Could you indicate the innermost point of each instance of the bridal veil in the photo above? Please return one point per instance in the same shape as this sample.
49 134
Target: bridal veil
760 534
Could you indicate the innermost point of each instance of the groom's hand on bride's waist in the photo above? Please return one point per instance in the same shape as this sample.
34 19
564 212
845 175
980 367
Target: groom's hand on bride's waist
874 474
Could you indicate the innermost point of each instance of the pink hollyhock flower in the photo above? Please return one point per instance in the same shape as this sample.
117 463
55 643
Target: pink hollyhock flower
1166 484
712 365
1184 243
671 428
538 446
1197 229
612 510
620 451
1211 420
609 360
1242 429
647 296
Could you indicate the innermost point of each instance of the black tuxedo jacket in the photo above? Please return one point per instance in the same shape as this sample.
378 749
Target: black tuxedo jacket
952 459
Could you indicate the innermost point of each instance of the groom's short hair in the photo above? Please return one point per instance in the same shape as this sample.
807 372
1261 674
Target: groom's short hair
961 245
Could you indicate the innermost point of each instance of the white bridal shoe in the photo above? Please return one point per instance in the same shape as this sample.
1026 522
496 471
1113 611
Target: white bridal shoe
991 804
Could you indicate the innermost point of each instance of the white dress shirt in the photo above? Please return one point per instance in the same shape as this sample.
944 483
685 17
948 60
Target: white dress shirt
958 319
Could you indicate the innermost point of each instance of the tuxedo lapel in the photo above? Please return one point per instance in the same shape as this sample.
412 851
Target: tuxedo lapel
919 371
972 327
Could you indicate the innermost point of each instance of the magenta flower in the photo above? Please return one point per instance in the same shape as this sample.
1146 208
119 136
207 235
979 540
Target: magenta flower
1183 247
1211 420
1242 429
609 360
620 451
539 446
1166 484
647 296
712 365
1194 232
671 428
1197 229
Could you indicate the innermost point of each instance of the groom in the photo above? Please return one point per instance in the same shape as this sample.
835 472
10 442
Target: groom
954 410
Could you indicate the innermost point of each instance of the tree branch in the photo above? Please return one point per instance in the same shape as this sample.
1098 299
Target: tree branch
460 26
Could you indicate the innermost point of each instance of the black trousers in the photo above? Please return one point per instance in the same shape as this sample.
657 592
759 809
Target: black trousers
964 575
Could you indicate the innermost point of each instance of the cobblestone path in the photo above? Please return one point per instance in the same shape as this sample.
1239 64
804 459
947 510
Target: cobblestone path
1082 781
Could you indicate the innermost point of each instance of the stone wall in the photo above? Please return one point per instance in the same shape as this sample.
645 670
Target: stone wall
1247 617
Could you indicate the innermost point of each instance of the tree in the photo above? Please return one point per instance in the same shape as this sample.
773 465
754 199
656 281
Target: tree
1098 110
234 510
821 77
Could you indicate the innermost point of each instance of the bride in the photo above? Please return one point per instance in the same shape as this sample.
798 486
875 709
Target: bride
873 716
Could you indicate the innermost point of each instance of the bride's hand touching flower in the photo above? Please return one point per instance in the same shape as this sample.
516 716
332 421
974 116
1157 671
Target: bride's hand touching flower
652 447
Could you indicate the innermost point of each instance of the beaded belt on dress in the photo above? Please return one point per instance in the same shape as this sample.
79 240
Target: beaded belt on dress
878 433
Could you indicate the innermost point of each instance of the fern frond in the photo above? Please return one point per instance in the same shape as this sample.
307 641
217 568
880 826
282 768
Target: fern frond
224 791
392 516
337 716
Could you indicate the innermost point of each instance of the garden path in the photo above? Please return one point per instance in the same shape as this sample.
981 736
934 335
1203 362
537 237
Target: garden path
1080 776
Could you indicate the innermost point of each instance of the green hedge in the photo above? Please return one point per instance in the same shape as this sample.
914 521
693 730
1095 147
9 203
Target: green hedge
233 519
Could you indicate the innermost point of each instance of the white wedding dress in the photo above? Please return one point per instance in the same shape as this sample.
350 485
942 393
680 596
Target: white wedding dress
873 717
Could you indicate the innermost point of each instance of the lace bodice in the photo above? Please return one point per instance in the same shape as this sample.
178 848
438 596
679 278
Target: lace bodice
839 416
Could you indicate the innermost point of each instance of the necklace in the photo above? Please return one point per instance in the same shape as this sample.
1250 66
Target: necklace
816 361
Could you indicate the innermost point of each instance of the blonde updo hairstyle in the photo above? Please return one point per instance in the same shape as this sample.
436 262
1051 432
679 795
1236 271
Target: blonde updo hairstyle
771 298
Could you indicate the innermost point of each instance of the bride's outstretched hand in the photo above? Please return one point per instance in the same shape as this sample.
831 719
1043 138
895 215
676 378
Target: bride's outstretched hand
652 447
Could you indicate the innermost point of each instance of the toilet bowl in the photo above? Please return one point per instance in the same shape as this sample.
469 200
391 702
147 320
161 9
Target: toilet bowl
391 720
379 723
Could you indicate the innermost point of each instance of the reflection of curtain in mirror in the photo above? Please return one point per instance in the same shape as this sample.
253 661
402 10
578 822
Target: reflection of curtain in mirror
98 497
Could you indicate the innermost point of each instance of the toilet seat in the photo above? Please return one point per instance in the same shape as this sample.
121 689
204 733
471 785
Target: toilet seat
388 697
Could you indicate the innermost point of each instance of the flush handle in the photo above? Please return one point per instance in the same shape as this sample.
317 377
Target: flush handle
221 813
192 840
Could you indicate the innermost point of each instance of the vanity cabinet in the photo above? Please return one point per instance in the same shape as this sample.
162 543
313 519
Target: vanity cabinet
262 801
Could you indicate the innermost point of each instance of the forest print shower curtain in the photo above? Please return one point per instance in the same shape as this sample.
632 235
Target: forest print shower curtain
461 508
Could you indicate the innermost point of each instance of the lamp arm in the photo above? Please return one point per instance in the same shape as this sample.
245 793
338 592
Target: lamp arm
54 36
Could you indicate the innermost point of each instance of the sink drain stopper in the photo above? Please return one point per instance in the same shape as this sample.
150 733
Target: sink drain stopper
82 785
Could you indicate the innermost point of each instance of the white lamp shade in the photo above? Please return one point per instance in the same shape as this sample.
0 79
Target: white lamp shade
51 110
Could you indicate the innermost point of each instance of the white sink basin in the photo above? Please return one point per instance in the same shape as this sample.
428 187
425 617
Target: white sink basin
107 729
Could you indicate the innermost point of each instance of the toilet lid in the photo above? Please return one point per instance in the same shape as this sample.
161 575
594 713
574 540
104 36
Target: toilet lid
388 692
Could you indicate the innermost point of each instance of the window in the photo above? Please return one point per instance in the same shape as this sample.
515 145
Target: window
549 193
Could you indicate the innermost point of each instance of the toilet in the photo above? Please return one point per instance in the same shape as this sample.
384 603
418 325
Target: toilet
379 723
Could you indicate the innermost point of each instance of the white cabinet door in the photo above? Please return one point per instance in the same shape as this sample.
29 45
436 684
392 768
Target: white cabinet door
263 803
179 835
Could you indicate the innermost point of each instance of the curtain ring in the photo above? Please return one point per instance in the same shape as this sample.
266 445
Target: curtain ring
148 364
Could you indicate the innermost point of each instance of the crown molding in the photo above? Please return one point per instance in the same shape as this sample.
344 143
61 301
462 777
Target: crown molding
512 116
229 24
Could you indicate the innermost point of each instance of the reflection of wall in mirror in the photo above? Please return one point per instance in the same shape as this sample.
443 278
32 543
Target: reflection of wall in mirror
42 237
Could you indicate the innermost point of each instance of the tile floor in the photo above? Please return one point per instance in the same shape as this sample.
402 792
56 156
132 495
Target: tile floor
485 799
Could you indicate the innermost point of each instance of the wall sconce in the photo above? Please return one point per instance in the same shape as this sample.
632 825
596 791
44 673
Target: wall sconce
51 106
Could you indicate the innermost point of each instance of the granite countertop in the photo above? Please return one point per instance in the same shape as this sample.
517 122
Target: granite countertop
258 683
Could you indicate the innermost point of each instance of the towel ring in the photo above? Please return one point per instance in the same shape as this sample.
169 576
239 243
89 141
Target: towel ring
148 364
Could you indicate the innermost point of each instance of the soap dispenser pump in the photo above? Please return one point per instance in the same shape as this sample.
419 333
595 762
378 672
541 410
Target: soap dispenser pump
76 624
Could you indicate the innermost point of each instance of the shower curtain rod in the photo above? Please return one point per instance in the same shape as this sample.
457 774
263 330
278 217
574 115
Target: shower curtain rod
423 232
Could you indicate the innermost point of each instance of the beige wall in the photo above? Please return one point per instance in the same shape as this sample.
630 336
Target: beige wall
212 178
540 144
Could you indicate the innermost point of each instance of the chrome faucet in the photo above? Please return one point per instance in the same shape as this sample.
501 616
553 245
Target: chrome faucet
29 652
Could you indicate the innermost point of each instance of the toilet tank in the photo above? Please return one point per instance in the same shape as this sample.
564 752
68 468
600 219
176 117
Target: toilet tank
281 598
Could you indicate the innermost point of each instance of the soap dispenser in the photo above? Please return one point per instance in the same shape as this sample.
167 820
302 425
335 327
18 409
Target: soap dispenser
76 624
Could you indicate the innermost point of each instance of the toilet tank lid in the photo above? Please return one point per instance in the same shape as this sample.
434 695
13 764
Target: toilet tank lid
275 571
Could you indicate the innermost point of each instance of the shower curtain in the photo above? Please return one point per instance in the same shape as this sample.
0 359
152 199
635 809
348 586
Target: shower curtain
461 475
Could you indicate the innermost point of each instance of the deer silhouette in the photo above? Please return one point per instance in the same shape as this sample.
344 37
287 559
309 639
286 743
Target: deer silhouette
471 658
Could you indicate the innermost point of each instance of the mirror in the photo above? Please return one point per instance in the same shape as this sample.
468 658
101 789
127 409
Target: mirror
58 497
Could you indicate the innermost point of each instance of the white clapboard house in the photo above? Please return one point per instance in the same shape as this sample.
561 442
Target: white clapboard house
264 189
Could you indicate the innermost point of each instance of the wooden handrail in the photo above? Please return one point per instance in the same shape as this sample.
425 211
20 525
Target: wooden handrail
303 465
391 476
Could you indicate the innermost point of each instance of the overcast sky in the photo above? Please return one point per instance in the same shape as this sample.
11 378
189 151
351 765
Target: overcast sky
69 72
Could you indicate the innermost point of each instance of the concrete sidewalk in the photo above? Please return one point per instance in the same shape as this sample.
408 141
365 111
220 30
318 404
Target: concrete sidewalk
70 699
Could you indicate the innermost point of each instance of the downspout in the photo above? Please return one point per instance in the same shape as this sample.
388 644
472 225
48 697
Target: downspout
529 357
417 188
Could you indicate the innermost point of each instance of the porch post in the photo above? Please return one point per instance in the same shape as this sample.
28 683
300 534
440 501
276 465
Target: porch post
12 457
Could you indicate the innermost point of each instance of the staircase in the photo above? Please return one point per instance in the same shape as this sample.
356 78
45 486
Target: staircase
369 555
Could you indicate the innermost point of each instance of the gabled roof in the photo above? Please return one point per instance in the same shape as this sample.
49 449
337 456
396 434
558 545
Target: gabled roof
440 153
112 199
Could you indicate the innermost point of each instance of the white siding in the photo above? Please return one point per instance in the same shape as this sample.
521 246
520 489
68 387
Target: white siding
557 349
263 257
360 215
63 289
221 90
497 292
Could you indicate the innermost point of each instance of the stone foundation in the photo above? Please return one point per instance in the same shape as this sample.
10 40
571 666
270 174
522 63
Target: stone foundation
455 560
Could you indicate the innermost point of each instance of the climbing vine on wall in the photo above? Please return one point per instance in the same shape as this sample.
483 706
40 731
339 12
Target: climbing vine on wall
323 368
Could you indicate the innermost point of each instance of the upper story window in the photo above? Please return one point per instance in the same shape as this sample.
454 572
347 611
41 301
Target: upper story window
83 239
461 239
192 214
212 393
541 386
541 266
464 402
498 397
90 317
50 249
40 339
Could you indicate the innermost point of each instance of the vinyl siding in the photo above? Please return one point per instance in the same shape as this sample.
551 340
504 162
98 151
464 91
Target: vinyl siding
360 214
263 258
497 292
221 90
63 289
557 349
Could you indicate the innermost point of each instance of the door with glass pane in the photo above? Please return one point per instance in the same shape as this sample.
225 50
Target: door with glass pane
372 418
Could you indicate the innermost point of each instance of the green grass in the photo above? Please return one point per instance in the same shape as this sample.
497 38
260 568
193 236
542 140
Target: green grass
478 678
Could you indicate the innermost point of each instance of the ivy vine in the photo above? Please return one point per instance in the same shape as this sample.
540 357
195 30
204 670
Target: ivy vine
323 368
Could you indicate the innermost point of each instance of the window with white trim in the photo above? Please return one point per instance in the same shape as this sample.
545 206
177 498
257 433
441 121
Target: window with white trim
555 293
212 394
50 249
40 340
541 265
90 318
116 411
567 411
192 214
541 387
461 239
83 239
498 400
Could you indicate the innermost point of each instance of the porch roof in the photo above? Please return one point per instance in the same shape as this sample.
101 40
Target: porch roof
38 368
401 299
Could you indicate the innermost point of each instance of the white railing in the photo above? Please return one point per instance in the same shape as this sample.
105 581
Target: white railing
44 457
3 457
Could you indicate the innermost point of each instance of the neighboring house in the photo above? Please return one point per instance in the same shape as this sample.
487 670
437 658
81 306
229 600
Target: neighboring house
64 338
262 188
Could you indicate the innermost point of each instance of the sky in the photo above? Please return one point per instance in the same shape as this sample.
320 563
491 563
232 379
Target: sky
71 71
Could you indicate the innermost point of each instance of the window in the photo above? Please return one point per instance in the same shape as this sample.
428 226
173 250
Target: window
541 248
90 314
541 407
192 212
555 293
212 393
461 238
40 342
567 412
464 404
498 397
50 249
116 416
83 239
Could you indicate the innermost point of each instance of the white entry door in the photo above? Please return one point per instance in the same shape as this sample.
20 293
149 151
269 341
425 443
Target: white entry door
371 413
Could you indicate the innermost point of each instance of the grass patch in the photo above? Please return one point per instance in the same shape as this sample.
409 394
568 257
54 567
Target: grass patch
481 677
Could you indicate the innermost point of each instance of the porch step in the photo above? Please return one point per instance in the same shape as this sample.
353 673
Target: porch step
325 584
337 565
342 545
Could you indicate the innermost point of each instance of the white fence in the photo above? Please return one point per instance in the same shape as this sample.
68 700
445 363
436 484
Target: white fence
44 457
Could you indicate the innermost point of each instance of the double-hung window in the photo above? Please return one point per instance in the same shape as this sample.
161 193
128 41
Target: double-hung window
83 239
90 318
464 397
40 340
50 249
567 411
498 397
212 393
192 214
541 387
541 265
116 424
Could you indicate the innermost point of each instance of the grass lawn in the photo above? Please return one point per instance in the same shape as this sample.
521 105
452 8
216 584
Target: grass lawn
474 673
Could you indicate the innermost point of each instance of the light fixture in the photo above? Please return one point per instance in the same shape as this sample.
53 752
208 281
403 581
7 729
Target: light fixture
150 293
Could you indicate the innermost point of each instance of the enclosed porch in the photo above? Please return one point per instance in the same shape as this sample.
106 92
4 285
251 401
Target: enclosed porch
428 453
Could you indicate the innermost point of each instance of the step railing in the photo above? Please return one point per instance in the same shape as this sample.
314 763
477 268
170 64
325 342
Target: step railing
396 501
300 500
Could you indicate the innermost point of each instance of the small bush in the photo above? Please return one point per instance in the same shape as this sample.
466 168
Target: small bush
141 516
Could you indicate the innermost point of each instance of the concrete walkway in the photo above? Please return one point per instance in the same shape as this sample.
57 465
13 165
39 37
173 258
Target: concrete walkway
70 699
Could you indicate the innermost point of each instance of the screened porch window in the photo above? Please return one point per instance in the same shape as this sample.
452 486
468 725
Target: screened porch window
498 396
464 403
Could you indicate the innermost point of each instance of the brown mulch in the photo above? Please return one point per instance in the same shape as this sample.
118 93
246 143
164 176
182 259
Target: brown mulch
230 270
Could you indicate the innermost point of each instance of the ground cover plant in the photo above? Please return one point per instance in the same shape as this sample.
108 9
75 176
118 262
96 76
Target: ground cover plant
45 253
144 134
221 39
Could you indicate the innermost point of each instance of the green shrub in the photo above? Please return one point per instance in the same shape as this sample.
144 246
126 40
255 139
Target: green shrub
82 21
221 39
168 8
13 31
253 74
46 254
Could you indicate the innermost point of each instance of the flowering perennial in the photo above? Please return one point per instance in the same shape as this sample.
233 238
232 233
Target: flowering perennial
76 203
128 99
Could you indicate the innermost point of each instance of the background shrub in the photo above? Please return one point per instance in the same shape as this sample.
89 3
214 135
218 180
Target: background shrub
• • • • •
_Task prompt_. Search the material above for lines containing the string "background", then pull them out.

_Result_.
Could you indicate the innermost point of each instance of the background shrub in the photo above? Please return one point per instance in the same shape as this sample.
Target: background shrub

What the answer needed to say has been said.